DOCUMENT PASSAGE:
-- Opening Marker --

An article published in The Washington Post highlighted the importance of Cuban medical help to African countries hit by Ebola virus in the wake of arrival of 165 Cuban professionals to Freetown, Sierra Leone.
Titled “In the Medical Response to Ebola, Cuba is Punching Far Above its Weight,” the article refers to Cuba’s medical collaboration in West Africa at the request of the World Health Organization.
A text written by Adam Taylor and published yesterday here extols the response of the tiny Caribbean island of only 11 million inhabitants that became a crucial supplier of its medical experience as the international community is accused of “dragging its feet” to face the consequences of the virus.
The Washington Post says that despite being a poor nation, with a GDP that is a sixth of that in the UK, gave a rapid, far more robust response than many countries far wealthier than it.
The article also referred to Cuba’s universal health system, taking into account WHO assessments, recognizing the extraordinary medical achievements that are close or equal to those attained in developed countries, like a reduction of infant mortality and a high life expectancy.
It also praised the systems of professional training of docs and health technicians in Cuba, as well as the assistance given in training hundreds of thousands of doctors and specialists from poor countries.
Taylor extols in his article Cuba’s assistance and solidarity to many countries, including its offer to help the victims of Hurricane Katrina in the United States.
He stressed that Cuba also plans to send another 296 doctors ands nurses to fight Ebola in Liberia and Guinea, “set to be more than those sent from far larger countries like China and Israel, the latter a wealthier nation with a similar population, which caused controversy this week when it rejected calls to send medical teams to Africa,” comments the article.

-- Closing Marker --

EXERCISE INSTRUCTIONS: Rewrite the part of the passage on Cuba's medical response to Ebola that opens with the words "The Washington Post says" and closes with "from poor countries.", changing "universal health system" to "public health system".

INPUT DATA:
-- Opening Marker --

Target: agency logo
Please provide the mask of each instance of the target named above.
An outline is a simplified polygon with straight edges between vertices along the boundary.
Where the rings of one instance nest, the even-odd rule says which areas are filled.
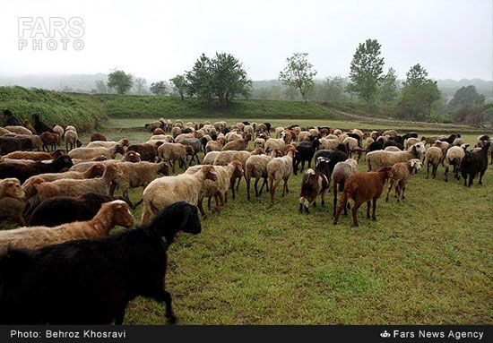
[[[84,21],[81,17],[19,17],[19,50],[81,51],[84,48]]]
[[[385,330],[384,332],[380,333],[380,337],[383,337],[384,339],[388,339],[390,337],[390,333],[388,333]]]

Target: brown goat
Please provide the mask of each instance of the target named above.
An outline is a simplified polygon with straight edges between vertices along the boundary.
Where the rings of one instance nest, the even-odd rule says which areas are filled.
[[[339,202],[339,208],[335,213],[333,219],[333,225],[337,225],[341,211],[346,207],[349,200],[354,201],[354,206],[352,207],[352,220],[355,227],[359,226],[358,223],[358,209],[367,202],[367,218],[369,219],[371,202],[373,201],[373,220],[376,220],[376,200],[382,194],[384,190],[384,184],[385,181],[390,178],[395,178],[397,172],[394,167],[382,167],[376,172],[368,173],[357,173],[351,175],[346,180],[342,195]]]

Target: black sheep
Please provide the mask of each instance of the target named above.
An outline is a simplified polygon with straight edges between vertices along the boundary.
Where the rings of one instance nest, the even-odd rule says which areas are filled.
[[[48,132],[53,133],[53,129],[47,125],[45,123],[41,122],[39,119],[39,115],[34,114],[32,115],[32,119],[34,119],[34,130],[36,130],[36,133],[38,134],[41,134],[43,133]]]
[[[339,162],[343,162],[346,159],[348,159],[348,154],[346,152],[335,150],[318,150],[316,151],[316,154],[315,154],[315,160],[318,160],[318,158],[325,158],[329,159],[328,162],[328,172],[329,172],[329,181],[332,176],[332,173],[333,171],[333,168],[335,167],[335,165]]]
[[[465,151],[465,155],[461,161],[461,175],[464,179],[464,185],[471,187],[476,175],[480,174],[480,184],[483,184],[482,178],[488,168],[488,149],[491,143],[486,143],[480,151]],[[465,148],[464,148],[465,150]],[[467,184],[467,176],[469,175],[469,184]]]
[[[311,166],[315,151],[320,146],[320,141],[315,139],[312,141],[301,141],[296,147],[296,154],[293,159],[293,173],[298,175],[298,167],[301,163],[301,170],[305,169],[305,161],[308,161],[308,167]]]
[[[30,227],[56,227],[73,221],[91,220],[105,202],[122,200],[120,197],[87,193],[78,197],[57,196],[47,199],[32,211]]]
[[[21,183],[23,183],[30,176],[45,173],[58,173],[63,168],[70,168],[72,166],[74,166],[74,163],[68,155],[59,156],[50,163],[33,162],[23,164],[2,162],[0,163],[0,178],[15,177]]]
[[[164,278],[168,248],[180,231],[201,232],[196,207],[185,202],[102,238],[9,250],[0,259],[0,323],[121,324],[139,296],[164,302],[175,322]]]
[[[5,126],[23,126],[22,123],[15,116],[13,116],[13,113],[10,109],[4,109],[4,115],[7,117],[7,121],[5,122]]]
[[[20,151],[22,150],[22,142],[20,139],[0,136],[0,154],[6,155],[9,152]]]
[[[375,142],[375,141],[374,141],[374,142]],[[373,143],[374,143],[374,142],[373,142]],[[373,143],[371,143],[371,144],[373,144]],[[371,144],[370,144],[370,146],[371,146]],[[397,148],[399,148],[399,149],[402,150],[404,150],[404,147],[402,146],[402,144],[401,144],[401,143],[399,143],[399,142],[397,142],[397,141],[393,141],[393,140],[388,140],[387,141],[385,141],[385,142],[384,143],[384,145],[382,145],[382,148],[383,148],[383,149],[385,149],[386,147],[397,147]],[[380,150],[380,149],[378,149],[378,150]],[[372,151],[374,151],[374,150],[372,150]],[[368,152],[369,152],[369,151],[368,151]]]

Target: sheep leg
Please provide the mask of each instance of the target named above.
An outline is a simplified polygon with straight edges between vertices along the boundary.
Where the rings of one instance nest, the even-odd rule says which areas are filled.
[[[335,217],[335,211],[337,209],[337,183],[335,180],[333,181],[333,217]],[[346,210],[346,206],[344,206],[344,210]]]
[[[273,181],[272,179],[271,179],[269,181],[270,181],[270,184],[271,184],[271,205],[273,205],[274,204],[275,189],[277,188],[277,186],[281,183],[281,180]]]
[[[373,221],[376,221],[376,199],[377,198],[373,198],[373,213],[371,215],[371,219]]]
[[[356,202],[354,203],[354,206],[352,207],[351,212],[352,212],[352,223],[353,226],[359,227],[359,223],[358,222],[358,209],[363,204],[364,202]]]
[[[480,184],[483,184],[483,175],[484,175],[484,170],[480,173],[480,182],[478,183]]]
[[[203,210],[203,197],[200,198],[197,202],[197,207],[199,208],[200,213],[203,216],[203,218],[207,217],[205,210]]]
[[[391,180],[389,180],[389,186],[388,186],[388,189],[387,189],[387,197],[385,198],[385,202],[389,202],[389,194],[390,194],[390,191],[392,191],[392,186],[393,185],[394,185],[394,181],[391,179]],[[395,193],[397,193],[397,186],[395,186]]]

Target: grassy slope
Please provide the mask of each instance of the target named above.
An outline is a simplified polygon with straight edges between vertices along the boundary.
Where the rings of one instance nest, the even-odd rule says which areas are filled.
[[[93,129],[105,118],[101,104],[86,96],[22,87],[0,87],[0,109],[4,108],[20,119],[32,121],[38,113],[48,124],[74,124],[80,131]]]
[[[135,141],[149,136],[127,133]],[[404,203],[378,201],[376,222],[364,218],[363,206],[358,228],[350,218],[332,225],[332,194],[325,208],[298,215],[300,175],[290,178],[286,197],[278,190],[272,208],[265,194],[246,201],[242,181],[238,198],[203,220],[202,234],[183,235],[169,250],[167,285],[179,322],[493,322],[493,235],[485,225],[491,167],[485,184],[471,189],[445,184],[439,173],[435,180],[424,171],[413,176]],[[141,196],[142,189],[131,192],[133,201]],[[137,221],[141,211],[134,211]],[[138,298],[126,313],[128,324],[163,323],[153,301]]]

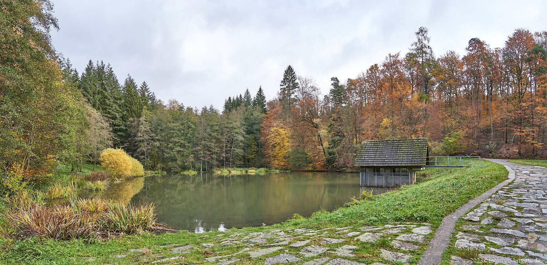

-- Closing Marker --

SOLVED PROBLEM:
The Washington Post says that despite being a poor nation, with a GDP that is a sixth of that in the UK, gave a rapid, far more robust response than many countries far wealthier than it.
The article also referred to Cuba’s public health system, taking into account WHO assessments, recognizing the extraordinary medical achievements that are close or equal to those attained in developed countries, like a reduction of infant mortality and a high life expectancy.
It also praised the systems of professional training of docs and health technicians in Cuba, as well as the assistance given in training hundreds of thousands of doctors and specialists from poor countries.